→ Exercise: Could you return every line of the material that contains the word "below"?

→ Data to process:
= = =

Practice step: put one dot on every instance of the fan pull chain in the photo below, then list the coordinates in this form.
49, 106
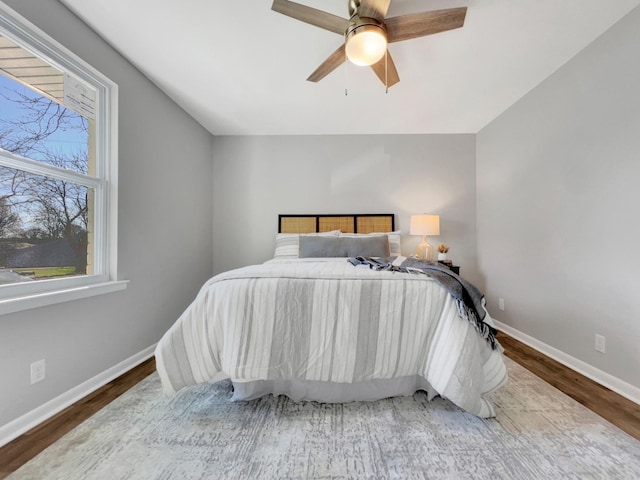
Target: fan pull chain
346, 77
386, 70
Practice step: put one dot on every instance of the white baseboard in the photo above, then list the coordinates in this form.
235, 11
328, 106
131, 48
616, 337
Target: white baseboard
35, 417
621, 387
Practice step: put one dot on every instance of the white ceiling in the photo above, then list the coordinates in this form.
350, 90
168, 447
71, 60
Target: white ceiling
239, 68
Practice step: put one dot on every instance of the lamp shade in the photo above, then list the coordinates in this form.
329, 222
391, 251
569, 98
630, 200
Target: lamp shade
424, 225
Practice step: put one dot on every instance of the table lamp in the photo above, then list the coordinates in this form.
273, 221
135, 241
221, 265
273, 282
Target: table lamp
424, 225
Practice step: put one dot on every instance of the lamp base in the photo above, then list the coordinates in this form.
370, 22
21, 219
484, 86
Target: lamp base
424, 251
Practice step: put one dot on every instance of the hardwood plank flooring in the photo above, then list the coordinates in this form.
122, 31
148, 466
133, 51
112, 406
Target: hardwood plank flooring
616, 409
18, 452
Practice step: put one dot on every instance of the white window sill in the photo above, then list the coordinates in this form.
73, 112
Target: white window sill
25, 302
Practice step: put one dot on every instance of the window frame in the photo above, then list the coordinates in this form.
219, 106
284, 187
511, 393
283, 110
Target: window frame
21, 296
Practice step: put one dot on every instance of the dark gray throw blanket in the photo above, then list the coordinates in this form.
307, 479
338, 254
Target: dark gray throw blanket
468, 297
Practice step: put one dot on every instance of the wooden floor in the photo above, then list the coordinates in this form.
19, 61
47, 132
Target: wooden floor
609, 405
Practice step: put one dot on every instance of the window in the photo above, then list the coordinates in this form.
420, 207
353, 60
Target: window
57, 166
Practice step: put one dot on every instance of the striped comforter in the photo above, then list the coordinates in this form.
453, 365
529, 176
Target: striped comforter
328, 321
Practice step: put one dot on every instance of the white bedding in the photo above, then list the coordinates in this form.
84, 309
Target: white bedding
311, 328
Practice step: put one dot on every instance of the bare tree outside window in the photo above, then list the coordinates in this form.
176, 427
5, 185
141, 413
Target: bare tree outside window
44, 221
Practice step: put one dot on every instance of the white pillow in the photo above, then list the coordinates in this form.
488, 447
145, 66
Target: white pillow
288, 244
395, 247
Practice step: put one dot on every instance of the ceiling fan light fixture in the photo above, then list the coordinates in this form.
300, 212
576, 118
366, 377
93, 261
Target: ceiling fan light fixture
366, 42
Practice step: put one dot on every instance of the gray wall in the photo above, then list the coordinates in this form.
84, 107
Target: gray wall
164, 244
258, 177
558, 197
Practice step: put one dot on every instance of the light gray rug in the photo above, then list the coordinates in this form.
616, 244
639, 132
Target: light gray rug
539, 433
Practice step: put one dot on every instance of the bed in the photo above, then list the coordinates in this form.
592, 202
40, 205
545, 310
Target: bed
316, 327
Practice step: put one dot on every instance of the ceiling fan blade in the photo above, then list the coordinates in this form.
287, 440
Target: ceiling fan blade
336, 59
374, 8
388, 74
315, 17
416, 25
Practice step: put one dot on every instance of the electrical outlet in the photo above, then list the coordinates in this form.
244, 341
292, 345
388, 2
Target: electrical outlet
37, 371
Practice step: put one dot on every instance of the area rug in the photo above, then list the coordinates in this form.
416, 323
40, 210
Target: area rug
539, 433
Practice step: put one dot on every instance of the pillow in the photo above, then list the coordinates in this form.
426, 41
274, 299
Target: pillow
395, 248
287, 244
367, 246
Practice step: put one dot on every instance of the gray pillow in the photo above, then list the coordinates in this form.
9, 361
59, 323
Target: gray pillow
369, 246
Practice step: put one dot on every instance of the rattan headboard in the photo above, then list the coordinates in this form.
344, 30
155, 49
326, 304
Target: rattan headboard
355, 223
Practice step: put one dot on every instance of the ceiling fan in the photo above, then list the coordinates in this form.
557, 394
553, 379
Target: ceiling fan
367, 32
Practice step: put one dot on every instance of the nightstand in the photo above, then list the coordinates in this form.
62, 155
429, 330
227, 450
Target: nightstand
454, 268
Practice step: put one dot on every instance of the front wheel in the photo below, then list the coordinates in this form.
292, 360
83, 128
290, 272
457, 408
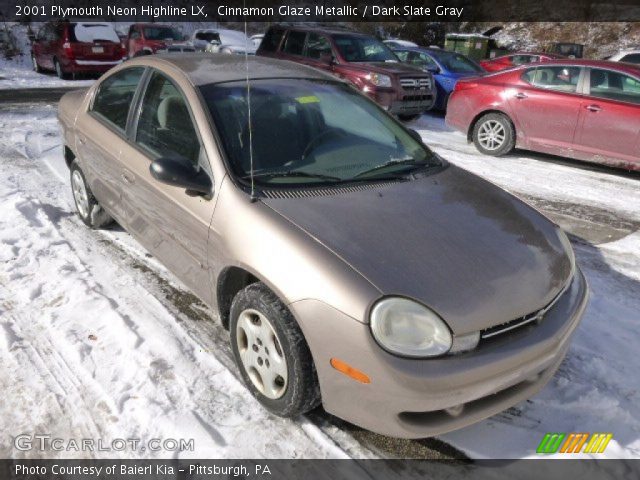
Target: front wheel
493, 134
271, 353
88, 208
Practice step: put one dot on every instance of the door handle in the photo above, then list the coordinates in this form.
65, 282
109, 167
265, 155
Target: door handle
127, 177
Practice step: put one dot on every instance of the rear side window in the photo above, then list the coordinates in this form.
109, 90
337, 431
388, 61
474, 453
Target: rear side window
614, 86
271, 40
115, 95
294, 44
165, 127
317, 46
631, 58
522, 59
560, 78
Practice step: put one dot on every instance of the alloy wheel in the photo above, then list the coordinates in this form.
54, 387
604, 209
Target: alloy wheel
492, 135
261, 354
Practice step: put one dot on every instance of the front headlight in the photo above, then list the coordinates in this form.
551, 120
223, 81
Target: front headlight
405, 327
379, 80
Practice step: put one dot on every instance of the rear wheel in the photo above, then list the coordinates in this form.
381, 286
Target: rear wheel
493, 134
271, 353
87, 207
36, 67
59, 69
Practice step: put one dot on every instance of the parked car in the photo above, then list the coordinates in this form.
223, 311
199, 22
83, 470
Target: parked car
629, 56
364, 61
177, 48
257, 39
394, 43
516, 59
69, 48
331, 241
148, 38
222, 40
447, 67
586, 110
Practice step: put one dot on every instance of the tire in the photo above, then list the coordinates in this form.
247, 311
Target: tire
251, 338
493, 134
34, 62
59, 70
87, 207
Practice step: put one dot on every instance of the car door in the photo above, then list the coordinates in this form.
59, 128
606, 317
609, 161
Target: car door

= = =

→ Answer area:
Practice step: put one dot on every instance of the fan pull chain in the photo below, then list the coordinates in this form.
Practice step: put one dot on every instance of the front wheel in the photo below, then list the coordinates in this form.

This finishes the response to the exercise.